** Goal of the exercise **
Continue the commentary on the internet of things below from the point where it stops.

** Extract to read **
= = = = = = =
Apr 182014

After four decades the smartphone comes of age,” proclaims Micheal Wolf in Forbes Magazine.

Wolf is right to a point but he misses the key reason why the smarthome, or the entire internet of things, has become accessible – the technology has simply become affordable.

It was possible to build a smarthome two decades ago, but it was fiendishly expensive and only a few rich people could afford the technology. Today that technology is cheap and easy to install.

This is the common factor with all aspect of the Internet of Things, connecting devices has been possible since before the internet became common but it was expensive and cumbersome so only the highest value equipment – such as oil rigs – was connected.

Now it’s inexpensive and simple to connect things, people are doing it more and that is why there’s a range of security and privacy issues which weren’t so pressing when it was only a few obscure industrial devices that were wired up.

We aren’t inventing the wheel with technologies like the internet of things or big data, they already existed – they are just more accessible and that’s what’s changing business.

Apr 122014
steam train and inefficient business
A strange piece by author Jeremy Rivkin in The Guardian argues the internet of things will facilitate an economic shift from markets to collaborative commons which threatens capitalism as marginal costs fall to zero.

Rivkin argues that the rise of the ‘prosumer’, who contributes content and adds economic value for free, is undermining the basic tenants of capitalism.

A telling blow to capitalism in Rivkin’s eyes is the abundant data generated by the Internet of Things;

Siemens, IBM, Cisco and General Electric are among the firms erecting an internet-of-things infrastructure, connecting the world in a global neural network.

There are now 11 billion sensors connecting devices to the internet of things. By 2030, 100 trillion sensors will be attached to natural resources, production lines, warehouses, transportation networks, the electricity grid and recycling flows, and be implanted in homes, offices, stores, and vehicles – continually sending big data to the communications, energy and logistics internets.

Anyone will be able to access the internet of things and use big data and analytics to develop predictive algorithms that can speed efficiency, dramatically increase productivity and lower the marginal cost of producing and distributing physical things, including energy, products and services, to near zero, just as we now do with information goods.

That Rivkin mentions large corporations like Cisco, Siemens, IBM and General Electric illustrates the flaw in his idea — these companies are profiting from the Internet of Things and the data it’s generating.

Rather than being killed, capitalism is evolving to the new marketplaces.

Nowhere is this truer than in the sharing economy where the new lords of the digital manor are  profiting from the work and free content generated by unpaid ‘prosumers’.

How long the free business models can survive is open to question, in many respects the age of the digital sharecropper is a transition phase that isn’t sustainable and it’s more likely we’re seeing a move to an economy where information is far more abundant than it was previously.

Such a change is not unprecedented, far more basic human needs are food and energy. In Western economies, we have been living in a time of unimagined abundance of both for the last century.

In subsistence economies, food and the energy to grow or hunt it is scarce and its why living standards are low and life expectancies are short. Agricultural society start to solve the food scarcity problem and industrial societies automate farming and increase living standards through abundant energy.
= = = = = = =
** Entries **
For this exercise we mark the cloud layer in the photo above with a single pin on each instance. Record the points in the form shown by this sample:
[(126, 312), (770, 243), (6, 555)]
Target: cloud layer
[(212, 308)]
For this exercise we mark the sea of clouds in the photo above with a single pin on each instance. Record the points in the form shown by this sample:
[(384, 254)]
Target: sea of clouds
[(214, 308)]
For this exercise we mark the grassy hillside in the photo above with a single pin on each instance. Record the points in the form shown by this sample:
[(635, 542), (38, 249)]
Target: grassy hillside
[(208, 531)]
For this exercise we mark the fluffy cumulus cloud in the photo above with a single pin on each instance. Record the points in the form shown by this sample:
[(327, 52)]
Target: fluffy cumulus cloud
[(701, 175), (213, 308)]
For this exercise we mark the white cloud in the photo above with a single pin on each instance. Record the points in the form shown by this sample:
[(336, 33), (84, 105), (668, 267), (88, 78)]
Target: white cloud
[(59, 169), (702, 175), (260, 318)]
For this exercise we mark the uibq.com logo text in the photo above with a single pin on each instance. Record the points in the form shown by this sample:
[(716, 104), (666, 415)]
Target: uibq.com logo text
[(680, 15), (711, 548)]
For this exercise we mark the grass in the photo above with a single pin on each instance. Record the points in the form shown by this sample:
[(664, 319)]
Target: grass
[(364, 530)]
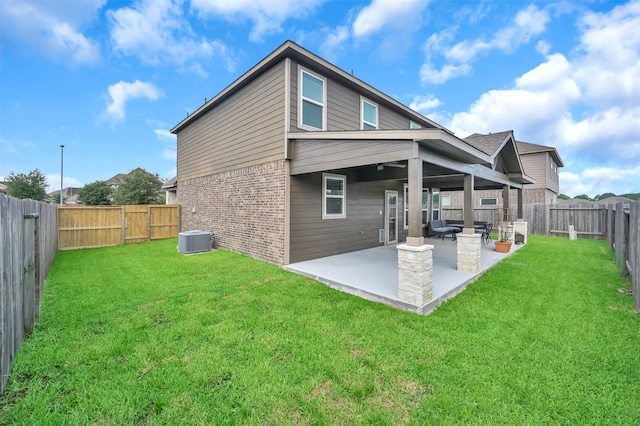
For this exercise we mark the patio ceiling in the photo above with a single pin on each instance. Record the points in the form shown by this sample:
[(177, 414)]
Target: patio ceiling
[(447, 159)]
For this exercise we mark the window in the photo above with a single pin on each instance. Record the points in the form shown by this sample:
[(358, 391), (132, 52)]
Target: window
[(313, 93), (334, 193), (425, 206), (369, 115), (488, 201)]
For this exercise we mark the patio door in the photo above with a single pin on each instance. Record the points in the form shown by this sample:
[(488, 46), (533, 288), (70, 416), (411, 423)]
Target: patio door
[(391, 217)]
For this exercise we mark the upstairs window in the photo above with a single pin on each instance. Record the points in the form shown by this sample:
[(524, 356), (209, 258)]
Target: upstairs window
[(369, 115), (334, 193), (313, 95)]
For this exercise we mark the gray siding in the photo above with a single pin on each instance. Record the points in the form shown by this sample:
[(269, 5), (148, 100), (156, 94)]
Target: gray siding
[(244, 130), (310, 156), (313, 237), (343, 107), (535, 166)]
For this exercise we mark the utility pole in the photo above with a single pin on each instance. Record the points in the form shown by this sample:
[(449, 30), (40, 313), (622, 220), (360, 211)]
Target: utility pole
[(61, 171)]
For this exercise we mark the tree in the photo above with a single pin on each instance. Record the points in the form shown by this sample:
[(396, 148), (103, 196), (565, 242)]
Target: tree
[(97, 193), (139, 187), (31, 186)]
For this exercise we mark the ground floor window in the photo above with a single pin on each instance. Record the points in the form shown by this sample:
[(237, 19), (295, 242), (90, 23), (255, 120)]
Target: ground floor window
[(334, 193), (425, 206)]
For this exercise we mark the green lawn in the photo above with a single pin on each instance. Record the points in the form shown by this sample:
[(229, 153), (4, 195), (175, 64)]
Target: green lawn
[(144, 335)]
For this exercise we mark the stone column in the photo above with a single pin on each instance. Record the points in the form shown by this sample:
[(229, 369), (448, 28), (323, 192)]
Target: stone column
[(415, 274), (521, 227), (469, 247)]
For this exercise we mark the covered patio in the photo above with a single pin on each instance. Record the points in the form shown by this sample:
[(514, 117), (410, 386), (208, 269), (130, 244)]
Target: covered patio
[(373, 273)]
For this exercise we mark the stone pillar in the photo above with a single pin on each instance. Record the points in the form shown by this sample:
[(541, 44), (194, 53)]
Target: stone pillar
[(415, 274), (469, 246), (521, 227)]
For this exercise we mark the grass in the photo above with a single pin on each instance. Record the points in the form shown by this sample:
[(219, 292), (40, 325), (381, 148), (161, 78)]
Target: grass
[(144, 335)]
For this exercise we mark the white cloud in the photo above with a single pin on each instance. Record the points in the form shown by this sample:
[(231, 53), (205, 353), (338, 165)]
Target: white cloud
[(164, 134), (267, 15), (169, 154), (332, 43), (424, 104), (598, 180), (53, 30), (428, 74), (156, 32), (380, 13), (585, 105), (527, 24), (121, 92)]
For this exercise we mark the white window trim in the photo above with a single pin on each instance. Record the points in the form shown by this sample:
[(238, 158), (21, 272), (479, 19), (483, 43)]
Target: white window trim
[(489, 198), (342, 215), (301, 98), (362, 122)]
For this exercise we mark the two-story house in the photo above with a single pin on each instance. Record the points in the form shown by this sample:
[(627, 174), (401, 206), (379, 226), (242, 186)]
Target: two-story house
[(540, 162), (298, 159)]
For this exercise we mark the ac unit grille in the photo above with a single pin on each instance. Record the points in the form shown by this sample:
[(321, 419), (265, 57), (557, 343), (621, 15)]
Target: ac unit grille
[(194, 241)]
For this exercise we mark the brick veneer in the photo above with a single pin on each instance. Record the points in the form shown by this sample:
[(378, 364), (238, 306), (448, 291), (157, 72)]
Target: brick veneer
[(244, 208)]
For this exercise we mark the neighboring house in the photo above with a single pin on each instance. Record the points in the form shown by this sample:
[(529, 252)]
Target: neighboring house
[(171, 187), (69, 196), (539, 162), (626, 202), (116, 180), (298, 159)]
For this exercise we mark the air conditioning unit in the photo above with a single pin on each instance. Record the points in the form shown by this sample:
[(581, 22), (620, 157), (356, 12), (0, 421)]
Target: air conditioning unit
[(194, 241)]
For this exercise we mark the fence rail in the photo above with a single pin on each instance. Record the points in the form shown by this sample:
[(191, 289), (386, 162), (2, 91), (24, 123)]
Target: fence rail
[(98, 226), (28, 244)]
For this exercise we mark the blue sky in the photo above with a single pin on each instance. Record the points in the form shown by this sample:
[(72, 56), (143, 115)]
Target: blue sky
[(108, 79)]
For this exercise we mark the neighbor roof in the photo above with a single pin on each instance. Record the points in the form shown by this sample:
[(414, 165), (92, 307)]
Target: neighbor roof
[(531, 148), (490, 143)]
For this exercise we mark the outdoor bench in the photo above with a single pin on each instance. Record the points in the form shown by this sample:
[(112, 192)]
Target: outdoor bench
[(441, 228)]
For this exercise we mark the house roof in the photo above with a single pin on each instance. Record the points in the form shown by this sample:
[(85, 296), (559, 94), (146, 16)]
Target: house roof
[(532, 148), (489, 143), (292, 50), (171, 183), (502, 149)]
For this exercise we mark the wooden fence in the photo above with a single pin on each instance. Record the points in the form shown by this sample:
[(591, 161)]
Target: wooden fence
[(28, 245), (623, 235), (98, 226)]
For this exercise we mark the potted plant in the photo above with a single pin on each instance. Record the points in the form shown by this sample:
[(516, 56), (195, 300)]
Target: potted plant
[(503, 244)]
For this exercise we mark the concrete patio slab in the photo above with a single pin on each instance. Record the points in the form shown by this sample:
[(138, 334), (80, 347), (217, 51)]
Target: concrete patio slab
[(373, 273)]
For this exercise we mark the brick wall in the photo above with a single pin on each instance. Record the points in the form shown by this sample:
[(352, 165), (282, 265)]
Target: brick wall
[(244, 208)]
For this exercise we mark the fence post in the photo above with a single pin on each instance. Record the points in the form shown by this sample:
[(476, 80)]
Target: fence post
[(619, 240), (29, 273), (634, 251)]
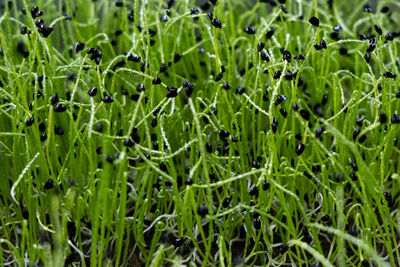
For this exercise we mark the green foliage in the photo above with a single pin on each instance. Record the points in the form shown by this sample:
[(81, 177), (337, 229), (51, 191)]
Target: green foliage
[(242, 152)]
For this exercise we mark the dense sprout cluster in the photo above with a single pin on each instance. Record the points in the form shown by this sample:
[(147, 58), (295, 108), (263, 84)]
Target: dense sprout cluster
[(232, 133)]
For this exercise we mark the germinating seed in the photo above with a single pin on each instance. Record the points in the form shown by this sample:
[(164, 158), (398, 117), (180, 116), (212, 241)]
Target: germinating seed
[(114, 155)]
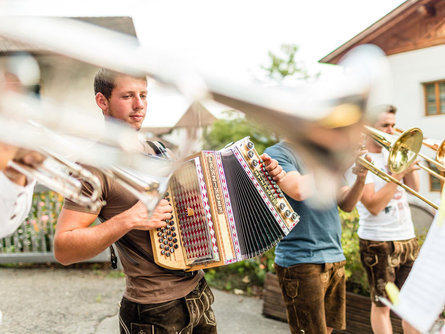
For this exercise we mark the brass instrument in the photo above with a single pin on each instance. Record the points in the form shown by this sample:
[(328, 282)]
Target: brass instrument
[(61, 175), (403, 150), (321, 121), (388, 178), (439, 160), (402, 153), (63, 138)]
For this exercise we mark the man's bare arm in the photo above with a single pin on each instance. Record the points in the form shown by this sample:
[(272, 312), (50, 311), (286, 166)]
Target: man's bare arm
[(76, 240)]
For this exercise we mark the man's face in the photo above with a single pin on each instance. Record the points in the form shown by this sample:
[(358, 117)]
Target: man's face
[(7, 152), (128, 101), (386, 122)]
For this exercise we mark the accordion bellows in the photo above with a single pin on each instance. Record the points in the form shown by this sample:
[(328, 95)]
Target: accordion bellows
[(226, 208)]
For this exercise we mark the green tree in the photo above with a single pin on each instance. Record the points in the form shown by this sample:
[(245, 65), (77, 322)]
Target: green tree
[(235, 127), (286, 65)]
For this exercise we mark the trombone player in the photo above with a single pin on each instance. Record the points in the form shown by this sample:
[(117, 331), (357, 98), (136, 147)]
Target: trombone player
[(388, 245)]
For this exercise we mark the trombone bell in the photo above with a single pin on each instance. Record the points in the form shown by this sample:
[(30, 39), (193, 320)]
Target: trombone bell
[(405, 150)]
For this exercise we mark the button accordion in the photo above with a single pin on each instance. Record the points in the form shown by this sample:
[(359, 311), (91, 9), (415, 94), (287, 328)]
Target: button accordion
[(226, 208)]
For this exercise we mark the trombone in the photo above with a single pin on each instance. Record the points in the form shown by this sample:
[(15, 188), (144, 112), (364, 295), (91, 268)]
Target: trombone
[(439, 160), (402, 153)]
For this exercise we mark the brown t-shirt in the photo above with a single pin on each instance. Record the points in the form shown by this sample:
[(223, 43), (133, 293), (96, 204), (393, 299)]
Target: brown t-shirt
[(146, 283)]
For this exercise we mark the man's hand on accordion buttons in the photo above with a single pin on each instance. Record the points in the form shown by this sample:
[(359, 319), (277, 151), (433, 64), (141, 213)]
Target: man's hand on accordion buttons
[(274, 169), (161, 213)]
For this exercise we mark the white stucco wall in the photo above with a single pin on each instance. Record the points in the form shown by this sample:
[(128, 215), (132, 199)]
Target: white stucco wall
[(409, 70)]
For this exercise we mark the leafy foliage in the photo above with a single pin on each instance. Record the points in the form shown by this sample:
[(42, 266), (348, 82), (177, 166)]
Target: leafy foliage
[(37, 232), (285, 65), (235, 127)]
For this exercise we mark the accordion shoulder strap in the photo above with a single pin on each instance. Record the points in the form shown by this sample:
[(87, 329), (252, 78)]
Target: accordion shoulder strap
[(159, 148), (124, 243)]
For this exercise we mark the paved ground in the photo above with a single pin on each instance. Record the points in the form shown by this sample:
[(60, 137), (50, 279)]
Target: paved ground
[(85, 301)]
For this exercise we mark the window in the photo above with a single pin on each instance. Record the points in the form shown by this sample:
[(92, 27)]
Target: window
[(434, 98), (435, 183)]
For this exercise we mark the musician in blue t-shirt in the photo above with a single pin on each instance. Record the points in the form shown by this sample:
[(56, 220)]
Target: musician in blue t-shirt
[(309, 261)]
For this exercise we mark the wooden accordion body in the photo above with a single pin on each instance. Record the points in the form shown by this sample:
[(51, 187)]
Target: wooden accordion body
= = = = = = =
** Solved exercise **
During the pre-industrial era, the basic unit of energy was the horse – hence the term horsepower – and it was rare to have more than four horses driving a coach or piece of machinery.

Today, we have locomotive engines that provide 6,000 horsepower, a basic farm tractor delivers around 100 HP  and a typical family car around 200. We live in an age of abundant energy and our living standards reflect it.

We’re moving into an era of abundant information that will change our societies in a similar way to the age of abundant power has changed economies over the past 300 years.

Open source, the sharing economy and the internet of things will all change aspects of our economies and society but people will still be making a living one way or another so they can buy a meal and pay their rent.

The age of abundant information means massive change to the way we work, but it no more means the end of capitalism than the steam engine did.

Apr 022014

“This is the most difficult time in history to be a wine maker, declares Paul Mabray, Chief Strategy Office and founder of Vintank.

“Never has the wine industry been as competitive as it is today.”

Update: The Wine Communicators of Australia, who sponsored Mabray’s visit, have posted Paul’s presentation that covers this post’s theme in more detail.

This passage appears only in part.